Set down word for word the stretch of the records from the line containing "Put a dot on each instance of the dark jacket" through the last line of the records.

------ Listed entries ------

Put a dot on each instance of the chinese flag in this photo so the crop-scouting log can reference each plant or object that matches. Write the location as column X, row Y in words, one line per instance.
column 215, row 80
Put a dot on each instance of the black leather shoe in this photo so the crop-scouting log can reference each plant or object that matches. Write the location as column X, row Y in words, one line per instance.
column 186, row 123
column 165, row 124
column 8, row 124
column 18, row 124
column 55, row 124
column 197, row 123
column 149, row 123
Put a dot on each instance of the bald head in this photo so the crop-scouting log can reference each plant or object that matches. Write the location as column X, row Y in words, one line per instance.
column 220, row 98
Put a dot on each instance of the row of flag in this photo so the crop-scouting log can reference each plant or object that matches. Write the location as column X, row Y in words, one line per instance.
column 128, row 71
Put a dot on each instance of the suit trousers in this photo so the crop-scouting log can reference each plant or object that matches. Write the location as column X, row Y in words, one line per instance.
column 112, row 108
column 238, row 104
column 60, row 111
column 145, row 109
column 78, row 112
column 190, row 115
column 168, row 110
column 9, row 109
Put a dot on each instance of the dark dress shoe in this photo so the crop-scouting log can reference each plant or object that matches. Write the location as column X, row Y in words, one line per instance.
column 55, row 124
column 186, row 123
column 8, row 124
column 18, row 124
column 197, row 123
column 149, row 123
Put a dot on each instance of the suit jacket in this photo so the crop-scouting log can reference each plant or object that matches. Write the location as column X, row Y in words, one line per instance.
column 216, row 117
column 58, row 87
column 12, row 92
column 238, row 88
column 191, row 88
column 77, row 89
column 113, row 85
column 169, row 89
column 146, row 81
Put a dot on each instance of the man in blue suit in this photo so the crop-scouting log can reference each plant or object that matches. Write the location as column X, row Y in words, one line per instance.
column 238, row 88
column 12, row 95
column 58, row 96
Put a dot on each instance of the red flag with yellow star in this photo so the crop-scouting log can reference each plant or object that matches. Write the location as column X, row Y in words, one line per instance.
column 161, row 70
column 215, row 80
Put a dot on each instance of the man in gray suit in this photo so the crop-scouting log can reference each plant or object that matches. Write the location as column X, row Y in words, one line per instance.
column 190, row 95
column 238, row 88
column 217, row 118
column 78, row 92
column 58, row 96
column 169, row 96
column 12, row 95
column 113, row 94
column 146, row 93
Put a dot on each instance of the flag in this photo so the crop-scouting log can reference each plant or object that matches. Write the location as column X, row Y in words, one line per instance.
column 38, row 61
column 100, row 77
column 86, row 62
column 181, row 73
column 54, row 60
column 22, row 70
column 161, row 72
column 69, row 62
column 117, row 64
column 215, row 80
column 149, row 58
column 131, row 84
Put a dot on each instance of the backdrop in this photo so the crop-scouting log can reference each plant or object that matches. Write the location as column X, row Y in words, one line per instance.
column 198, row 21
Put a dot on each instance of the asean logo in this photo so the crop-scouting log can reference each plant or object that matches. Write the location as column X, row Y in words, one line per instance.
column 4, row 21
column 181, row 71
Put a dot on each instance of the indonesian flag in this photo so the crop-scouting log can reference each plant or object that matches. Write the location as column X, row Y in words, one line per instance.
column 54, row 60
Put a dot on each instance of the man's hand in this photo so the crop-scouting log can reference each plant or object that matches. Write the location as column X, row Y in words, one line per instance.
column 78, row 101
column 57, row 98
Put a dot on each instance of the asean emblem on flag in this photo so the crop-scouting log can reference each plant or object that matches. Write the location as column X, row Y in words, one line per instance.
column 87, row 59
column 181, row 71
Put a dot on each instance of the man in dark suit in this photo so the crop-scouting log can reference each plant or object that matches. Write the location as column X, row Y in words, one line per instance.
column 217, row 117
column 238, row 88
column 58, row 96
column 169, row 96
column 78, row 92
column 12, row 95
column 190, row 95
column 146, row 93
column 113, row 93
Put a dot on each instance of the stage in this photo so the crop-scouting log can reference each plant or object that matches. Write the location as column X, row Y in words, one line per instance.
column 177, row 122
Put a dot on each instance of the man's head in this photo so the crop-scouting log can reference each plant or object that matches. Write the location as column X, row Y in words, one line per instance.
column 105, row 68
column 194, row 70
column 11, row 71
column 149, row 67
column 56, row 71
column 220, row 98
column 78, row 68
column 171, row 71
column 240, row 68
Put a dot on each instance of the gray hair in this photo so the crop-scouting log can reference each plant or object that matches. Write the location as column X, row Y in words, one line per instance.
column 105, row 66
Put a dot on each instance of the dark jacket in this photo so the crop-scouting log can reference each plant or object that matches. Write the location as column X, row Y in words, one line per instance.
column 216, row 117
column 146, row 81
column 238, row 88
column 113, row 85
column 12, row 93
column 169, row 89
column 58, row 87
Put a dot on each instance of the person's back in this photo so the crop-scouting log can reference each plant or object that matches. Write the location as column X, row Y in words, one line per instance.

------

Expected answer:
Put a dot on each instance of the dark jacket in this photo so the crop-scouting log can reference each plant or object that matches. Write the location as column X, row Y in words, one line per instance.
column 216, row 117
column 146, row 81
column 238, row 88
column 113, row 85
column 12, row 93
column 169, row 89
column 58, row 87
Put a dot on each instance of the person's back in this photo so the crop-scouting log can reference each plant or object that matches. Write the location as column X, row Y in words, one line per instance.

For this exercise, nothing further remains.